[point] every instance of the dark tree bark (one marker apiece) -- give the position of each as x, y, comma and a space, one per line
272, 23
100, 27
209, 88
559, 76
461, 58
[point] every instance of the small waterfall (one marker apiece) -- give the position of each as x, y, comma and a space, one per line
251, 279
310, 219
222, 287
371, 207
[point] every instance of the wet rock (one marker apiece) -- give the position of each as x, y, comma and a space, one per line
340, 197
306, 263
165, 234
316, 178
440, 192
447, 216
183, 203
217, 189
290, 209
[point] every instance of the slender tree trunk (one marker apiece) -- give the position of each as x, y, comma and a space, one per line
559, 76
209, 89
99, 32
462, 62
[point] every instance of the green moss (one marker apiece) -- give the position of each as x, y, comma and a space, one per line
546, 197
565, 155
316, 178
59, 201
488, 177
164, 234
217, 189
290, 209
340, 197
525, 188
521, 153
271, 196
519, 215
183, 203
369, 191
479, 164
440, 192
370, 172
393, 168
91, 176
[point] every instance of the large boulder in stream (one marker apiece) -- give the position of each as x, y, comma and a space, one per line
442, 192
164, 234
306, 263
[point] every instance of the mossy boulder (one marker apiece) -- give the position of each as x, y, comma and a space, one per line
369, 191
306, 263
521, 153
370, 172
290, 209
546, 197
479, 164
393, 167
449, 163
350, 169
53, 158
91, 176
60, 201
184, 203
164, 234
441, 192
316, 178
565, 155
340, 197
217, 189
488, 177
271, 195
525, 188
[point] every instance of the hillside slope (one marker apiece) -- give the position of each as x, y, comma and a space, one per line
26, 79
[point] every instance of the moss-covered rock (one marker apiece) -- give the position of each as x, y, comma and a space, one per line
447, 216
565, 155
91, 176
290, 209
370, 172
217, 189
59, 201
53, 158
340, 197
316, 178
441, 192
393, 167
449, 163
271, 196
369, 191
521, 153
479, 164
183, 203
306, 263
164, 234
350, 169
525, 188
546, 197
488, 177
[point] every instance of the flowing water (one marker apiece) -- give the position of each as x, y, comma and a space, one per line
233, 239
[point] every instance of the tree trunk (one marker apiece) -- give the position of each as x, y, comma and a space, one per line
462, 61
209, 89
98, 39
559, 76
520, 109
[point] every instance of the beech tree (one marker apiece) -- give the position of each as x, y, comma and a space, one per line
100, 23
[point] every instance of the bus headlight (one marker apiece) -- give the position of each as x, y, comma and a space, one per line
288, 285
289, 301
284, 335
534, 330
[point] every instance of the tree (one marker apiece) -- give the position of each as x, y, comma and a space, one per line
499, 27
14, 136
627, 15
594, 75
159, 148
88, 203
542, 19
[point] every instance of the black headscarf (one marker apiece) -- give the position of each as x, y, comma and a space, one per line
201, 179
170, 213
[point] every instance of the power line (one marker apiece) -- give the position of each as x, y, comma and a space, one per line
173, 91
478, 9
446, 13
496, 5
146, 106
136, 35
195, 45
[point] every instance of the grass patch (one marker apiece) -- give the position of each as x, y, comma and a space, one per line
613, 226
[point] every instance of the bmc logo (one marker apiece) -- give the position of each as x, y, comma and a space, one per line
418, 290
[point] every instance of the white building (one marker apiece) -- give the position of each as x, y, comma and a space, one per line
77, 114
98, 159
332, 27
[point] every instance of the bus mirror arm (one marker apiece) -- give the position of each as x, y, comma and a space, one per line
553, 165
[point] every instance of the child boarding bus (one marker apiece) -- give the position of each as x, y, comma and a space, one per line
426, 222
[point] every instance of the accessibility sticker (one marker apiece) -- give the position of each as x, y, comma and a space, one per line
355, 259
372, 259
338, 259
·····
== Task ==
In full and verbatim, repeat the records given above.

== Answer to this problem ==
[point] every instance of the dark tree bark (one marker apiece) -- give the position of each as x, y, comma and a space, one per line
272, 23
100, 27
209, 88
559, 76
461, 58
[point] every instance of the small waterfall (one marker apiece) -- give the position of each as x, y, comma and a space, one per line
251, 279
310, 219
222, 287
371, 207
[point] every instance of the wet rock (one marker apiece) -- give the position of each as x, y, comma and a space, one per line
340, 197
306, 263
165, 234
316, 178
440, 192
447, 216
183, 203
217, 189
290, 209
[point] every instance of the slender tree trunk (one marker apiece) -- give the position of each as x, y, comma and a space, one per line
559, 76
209, 89
99, 32
462, 62
[point] every instance of the green moss (one marker apiece) -- give the position of each as x, y, comma and a space, one per line
546, 197
565, 155
316, 178
59, 201
488, 177
164, 234
217, 189
290, 209
340, 197
525, 188
521, 153
271, 196
519, 215
183, 203
369, 191
479, 164
440, 192
370, 172
393, 168
91, 176
[point] every instance of the large boulder in stream (one marker apiece) -- give the position of each as x, y, comma and a space, one per line
442, 192
164, 234
306, 263
[point] every instance of the mossy boulder (one marker apiece) -- give the position of each as x, y, comma and a space, one per line
369, 191
306, 263
521, 153
370, 172
290, 209
546, 197
479, 164
393, 167
449, 163
350, 169
53, 158
91, 176
60, 201
184, 203
164, 234
441, 192
316, 178
565, 155
340, 197
217, 189
488, 177
271, 195
525, 188
[point] every instance of the hillside slope (one marker apiece) -- give the position of each as x, y, comma and a space, one per line
26, 79
[point] every instance of the moss-covered rock (one marker apiece) -- give the position of each as x, y, comma and a space, one per line
447, 216
565, 155
91, 176
290, 209
370, 172
217, 189
59, 201
53, 158
340, 197
316, 178
441, 192
393, 167
449, 163
271, 196
369, 191
521, 153
479, 164
183, 203
306, 263
164, 234
350, 169
525, 188
546, 197
488, 177
[point] every instance of the flowing water (one marker apiece) -- give the position of each as x, y, comma and a space, one per line
233, 239
[point] every instance of the tree trunk (one marker apiece) -- give the position of each as x, y, comma and a space, one per line
462, 61
209, 89
98, 39
559, 76
520, 109
[point] every instance of the beech tree (one marker apiece) -- give the position of each as x, y, comma and a space, one per line
100, 23
[point] every instance of the bus headlight (one marker apiece) -- give the position of each as x, y, comma and a space, one per line
288, 285
289, 301
284, 335
534, 330
[point] every instance of the tree (one marker apiece) -- give the position of each as x, y, comma and a space, one per line
499, 27
14, 136
627, 15
594, 75
159, 148
88, 203
542, 19
[point] every instance of the black headscarf (one marker apiece) -- give the position of each as x, y, comma and a space, one per line
201, 179
170, 213
[point] every instance of the power line (one marker apiece) -- give the position of each as x, y, comma and a space, one per line
173, 91
478, 9
446, 13
496, 5
146, 106
136, 35
195, 45
[point] every instance of the grass patch (one marker apiece) -- give the position of each as x, y, comma and a space, one per line
613, 226
[point] every instance of the bmc logo (one marker apiece) -- give the position of each as x, y, comma and a space, one per line
418, 290
[point] every instance of the white building (one marker apiece) -- give the position of each as x, y, comma and a space, one per line
77, 114
98, 159
332, 27
[point] every instance of the bus mirror arm (one marker apiece) -- give the position of each as x, y, comma and a space, one per line
553, 165
[point] every instance of the child boarding bus (one marker apiece) -- give the position of each as x, y, comma and a space, one per line
426, 222
[point] every instance of the accessibility sticker (one marker apiece) -- give the position of each as x, y, comma and a space, one per line
355, 259
372, 259
338, 259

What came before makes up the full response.